## [Texte source]
□ □ □ □
3: Vérification du contenu généré par l'utilisateur
En moins d'une décennie, la collecte d'informations a été transformée par deux développements significatifs.
La première est la technologie mobile. Pendant l’été de 2013, un point de basculement important a été franchi. Pour la première fois, plus de la moitié (55%) des téléphones mobiles vendus étaient des smartphones.
Par définition, un smartphone dispose d'un appareil photo de haute definition avec fonction vidéo, et il permet à l'utilisateur de se connecter facilement au Web pour diffuser les images. En conséquence, de plus en plus de gens ont la technologie dans leurs poches pour filmer très rapidement les événements qu'ils regardent autour d'eux, pouvant les partager directement avec des personnes intéressés spécifiquement, ainsi qu’avec un public plus large via les réseaux sociaux.
Le second développement est le Web social. Lorsque le Hub « User Generated Content » de la BBC a commencé ses travaux au début du 2005, il se nourrissait du contenu que les contributeurs envoyaient à une adresse e-mail centrale. À ce moment Facebook avait un peu plus de 5 millions d'utilisateurs(plus d'un milliard aujourd'hui). YouTube et Twitter n’existaient pas encore. Maintenant, à chaque minute de la journée, 100 heures de contenu sont téléchargées sur YouTube, 250,000 tweets sont envoyés et 2,4 millions de contenus sont partagés sur Facebook.1 Le comportement du public a sensiblement changé.
□ □ □ □
## [Consigne a]
Répondez à ces questions d'après le texte sur le contenu généré par l'utilisateur :
(i) Quelle proportion des téléphones mobiles vendus pendant l'été 2013 étaient des smartphones ?
(ii) Où les contributeurs envoyaient-ils leur contenu quand le Hub « User Generated Content » de la BBC a commencé ses travaux ?
(iii) Combien d'heures de contenu sont téléchargées sur YouTube à chaque minute de la journée ?
Le texte et les entrées sont deux documents distincts, sans rapport l'un avec l'autre.

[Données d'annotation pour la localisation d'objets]
□ □ □ □
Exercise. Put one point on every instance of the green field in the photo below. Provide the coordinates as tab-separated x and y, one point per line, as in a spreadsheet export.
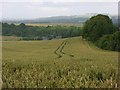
62	63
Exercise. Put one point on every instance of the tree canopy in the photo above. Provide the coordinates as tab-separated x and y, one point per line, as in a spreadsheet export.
97	26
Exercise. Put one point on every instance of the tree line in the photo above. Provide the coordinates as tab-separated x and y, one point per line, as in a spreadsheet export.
39	32
102	32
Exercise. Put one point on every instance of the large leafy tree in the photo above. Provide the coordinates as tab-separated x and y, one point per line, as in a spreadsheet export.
97	26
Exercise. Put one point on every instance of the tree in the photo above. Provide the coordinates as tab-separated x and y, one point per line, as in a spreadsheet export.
97	26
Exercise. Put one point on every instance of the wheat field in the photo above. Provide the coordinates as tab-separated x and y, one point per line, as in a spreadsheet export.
61	63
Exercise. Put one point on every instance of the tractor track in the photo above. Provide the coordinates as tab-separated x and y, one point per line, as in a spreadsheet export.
59	51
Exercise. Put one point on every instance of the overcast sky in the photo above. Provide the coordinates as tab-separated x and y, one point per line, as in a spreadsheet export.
29	9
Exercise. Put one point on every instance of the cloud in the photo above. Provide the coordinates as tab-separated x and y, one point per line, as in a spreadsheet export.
57	1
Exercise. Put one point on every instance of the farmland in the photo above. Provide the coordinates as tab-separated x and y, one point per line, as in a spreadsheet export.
60	63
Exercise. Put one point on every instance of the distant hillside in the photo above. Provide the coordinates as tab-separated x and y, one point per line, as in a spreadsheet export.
59	19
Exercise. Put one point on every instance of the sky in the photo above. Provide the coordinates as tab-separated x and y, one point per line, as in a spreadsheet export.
30	9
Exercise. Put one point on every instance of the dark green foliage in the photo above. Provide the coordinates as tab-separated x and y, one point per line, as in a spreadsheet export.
101	31
97	26
38	32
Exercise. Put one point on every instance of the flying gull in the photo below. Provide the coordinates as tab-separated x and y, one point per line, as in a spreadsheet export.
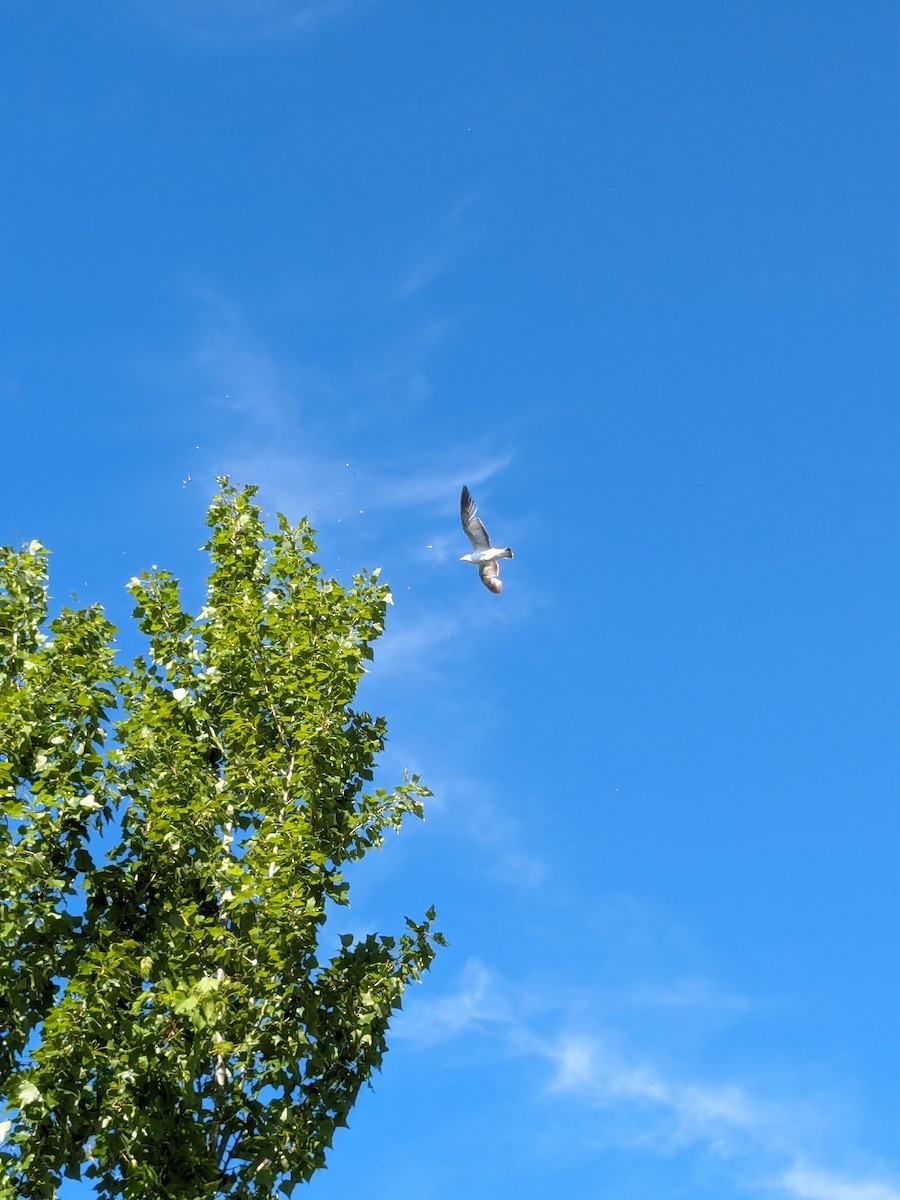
483	555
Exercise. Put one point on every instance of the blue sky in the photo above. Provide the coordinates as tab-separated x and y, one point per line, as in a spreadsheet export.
630	270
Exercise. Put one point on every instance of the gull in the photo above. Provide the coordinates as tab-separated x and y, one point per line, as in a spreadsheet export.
483	555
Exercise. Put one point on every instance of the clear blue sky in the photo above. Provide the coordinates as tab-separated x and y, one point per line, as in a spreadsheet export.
630	269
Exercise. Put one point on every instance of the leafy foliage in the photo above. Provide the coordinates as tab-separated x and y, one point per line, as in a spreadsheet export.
169	1024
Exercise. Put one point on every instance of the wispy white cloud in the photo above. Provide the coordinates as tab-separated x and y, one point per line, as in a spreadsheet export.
227	22
449	241
643	1104
811	1183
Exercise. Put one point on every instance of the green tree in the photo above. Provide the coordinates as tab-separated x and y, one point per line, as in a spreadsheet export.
173	838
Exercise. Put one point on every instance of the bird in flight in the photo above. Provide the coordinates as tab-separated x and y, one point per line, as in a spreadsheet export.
483	555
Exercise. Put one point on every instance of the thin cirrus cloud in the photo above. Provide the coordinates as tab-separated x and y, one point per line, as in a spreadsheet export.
233	22
627	1099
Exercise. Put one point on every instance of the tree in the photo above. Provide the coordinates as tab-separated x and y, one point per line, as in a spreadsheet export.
177	1017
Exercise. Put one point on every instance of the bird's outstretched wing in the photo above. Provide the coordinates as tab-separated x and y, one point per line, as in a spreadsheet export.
474	529
490	575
□ □ □ □
## [Consigne b]
Relevez chaque ligne des entrées qui contient le mot « foliage ».

## [Résultat attendu a]
(i) Plus de la moitié, soit 55 %.
(ii) À une adresse e-mail centrale.
(iii) 100 heures.

## [Résultat attendu b]
Exercise. Put one point on every instance of the dark green foliage in the photo above. Provide the coordinates as tab-separated x and y, one point per line, as in a spreadsheet export.
Exercise. Put one point on every instance of the leafy foliage in the photo above. Provide the coordinates as tab-separated x and y, one point per line, as in a spreadsheet export.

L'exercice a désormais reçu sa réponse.